● **Your task**
Extract every record, keeping each one exactly as it is.

Dataset entries:
━━━━━━━━━━

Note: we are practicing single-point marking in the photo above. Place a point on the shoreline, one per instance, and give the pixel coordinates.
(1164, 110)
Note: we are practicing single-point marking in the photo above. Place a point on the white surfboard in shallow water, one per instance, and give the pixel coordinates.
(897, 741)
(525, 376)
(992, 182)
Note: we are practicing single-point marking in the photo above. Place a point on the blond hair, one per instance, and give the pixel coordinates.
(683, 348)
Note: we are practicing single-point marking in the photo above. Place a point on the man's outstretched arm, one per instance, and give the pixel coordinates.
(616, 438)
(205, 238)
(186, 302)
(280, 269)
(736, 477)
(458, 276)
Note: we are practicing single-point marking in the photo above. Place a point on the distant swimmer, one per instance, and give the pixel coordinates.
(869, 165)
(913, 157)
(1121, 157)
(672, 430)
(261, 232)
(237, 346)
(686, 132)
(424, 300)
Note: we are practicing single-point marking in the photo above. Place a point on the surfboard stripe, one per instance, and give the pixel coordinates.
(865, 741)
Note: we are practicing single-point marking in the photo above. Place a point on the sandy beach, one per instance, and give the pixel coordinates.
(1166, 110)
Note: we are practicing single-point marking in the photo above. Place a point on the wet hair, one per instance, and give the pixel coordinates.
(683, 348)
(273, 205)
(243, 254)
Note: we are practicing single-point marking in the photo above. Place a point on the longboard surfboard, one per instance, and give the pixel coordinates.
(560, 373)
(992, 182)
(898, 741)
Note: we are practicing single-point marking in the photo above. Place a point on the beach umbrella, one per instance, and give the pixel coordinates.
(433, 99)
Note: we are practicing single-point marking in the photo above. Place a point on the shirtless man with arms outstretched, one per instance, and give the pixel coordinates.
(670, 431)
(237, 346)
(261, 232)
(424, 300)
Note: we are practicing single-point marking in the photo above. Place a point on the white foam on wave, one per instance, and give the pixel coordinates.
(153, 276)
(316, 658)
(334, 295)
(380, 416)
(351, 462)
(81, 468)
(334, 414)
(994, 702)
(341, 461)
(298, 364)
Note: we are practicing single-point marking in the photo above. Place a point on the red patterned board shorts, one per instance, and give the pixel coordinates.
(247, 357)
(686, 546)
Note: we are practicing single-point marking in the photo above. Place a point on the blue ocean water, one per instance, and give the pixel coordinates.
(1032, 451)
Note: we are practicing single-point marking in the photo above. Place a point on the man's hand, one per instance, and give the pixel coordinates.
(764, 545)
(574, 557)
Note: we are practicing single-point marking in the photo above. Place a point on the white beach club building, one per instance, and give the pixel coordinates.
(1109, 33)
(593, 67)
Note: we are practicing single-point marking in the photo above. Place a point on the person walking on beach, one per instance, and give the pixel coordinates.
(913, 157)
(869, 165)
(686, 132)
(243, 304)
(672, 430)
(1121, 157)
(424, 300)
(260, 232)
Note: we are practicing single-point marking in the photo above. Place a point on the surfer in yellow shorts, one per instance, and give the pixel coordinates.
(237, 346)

━━━━━━━━━━

● **Solution**
Note: we are practicing single-point marking in the photo above. Place a point on the shoreline, one per instance, and give the pixel coordinates.
(1164, 110)
Note: we are practicing single-point marking in the photo above. Place a point on the white surfboard in shallow water, one per instance, and give the pixel coordinates.
(897, 741)
(525, 376)
(992, 182)
Note: we are practicing single-point marking in the photo above. Place a point on the blond hair, one per instance, and give the pixel coordinates.
(683, 348)
Note: we are practicing single-point marking in the photo above. Place a point on the man's outstretched arm, one per instance, and give the pixel coordinates.
(616, 438)
(205, 238)
(186, 302)
(280, 269)
(736, 477)
(458, 276)
Note: we are practicing single-point marking in the photo above. Place a point on the distant swimmer, one per instance, and give the pixel coordinates.
(869, 165)
(913, 157)
(1121, 157)
(672, 430)
(261, 232)
(237, 346)
(686, 132)
(424, 300)
Note: we are practicing single-point marking in the photo above. Place a point on the surfboard stripe, one per instance, and give the pixel coordinates.
(865, 741)
Note: we are practicing single-point marking in the photo above. Place a point on the sandy beach, one per instance, and give the pixel coordinates.
(1166, 110)
Note: we are practicing single-point marking in the photo above. Place a point on the wet hair, one per instance, and give the pixel coordinates.
(683, 348)
(273, 205)
(243, 254)
Note: we are practicing single-point marking in the photo above. Place a point on the longboard surfboard, one per instance, and give the pixel coordinates.
(560, 373)
(992, 182)
(898, 741)
Note: we are practicing single-point marking in the photo above. Place a point on the beach umbrella, one per instance, and give the pixel coordinates.
(433, 99)
Note: we are practicing single-point marking in the photo above. Place a point on the shirtless man with arms outstretched, one per instance, and give the pixel coordinates.
(670, 431)
(237, 346)
(261, 232)
(424, 300)
Note: we are practicing single-point marking in the photo above. Place a point on the white foam on wave, one per instance, and give the pixel coordinates.
(153, 276)
(316, 658)
(334, 295)
(380, 416)
(351, 462)
(81, 468)
(334, 414)
(994, 702)
(341, 461)
(298, 364)
Note: we are practicing single-point marking in the photo above. Place a point on the red patterned board shorts, one per instance, and give the pixel coordinates.
(247, 357)
(686, 546)
Note: we are practicing single-point marking in the photo above. Place a point on the blue ocean water, one per instance, and give the pixel coordinates.
(1032, 451)
Note: we are practicing single-point marking in the photo above. Place a point on the man's hand, one per instance, and give the pixel coordinates.
(764, 545)
(574, 557)
Note: we are practicing single-point marking in the photo above. Place a point on the white beach club building, one per instance, and give the pixel coordinates.
(1109, 33)
(593, 67)
Note: we are practicing single-point marking in the photo above. Place a point on the person walking on beach, one per instance, and give the pixel coordinates.
(913, 157)
(869, 165)
(686, 132)
(243, 304)
(672, 430)
(1121, 157)
(424, 300)
(260, 232)
Note: we are practicing single-point marking in the photo above. Place a point on the surfer in yellow shorts, one per instance, and give the pixel coordinates.
(237, 346)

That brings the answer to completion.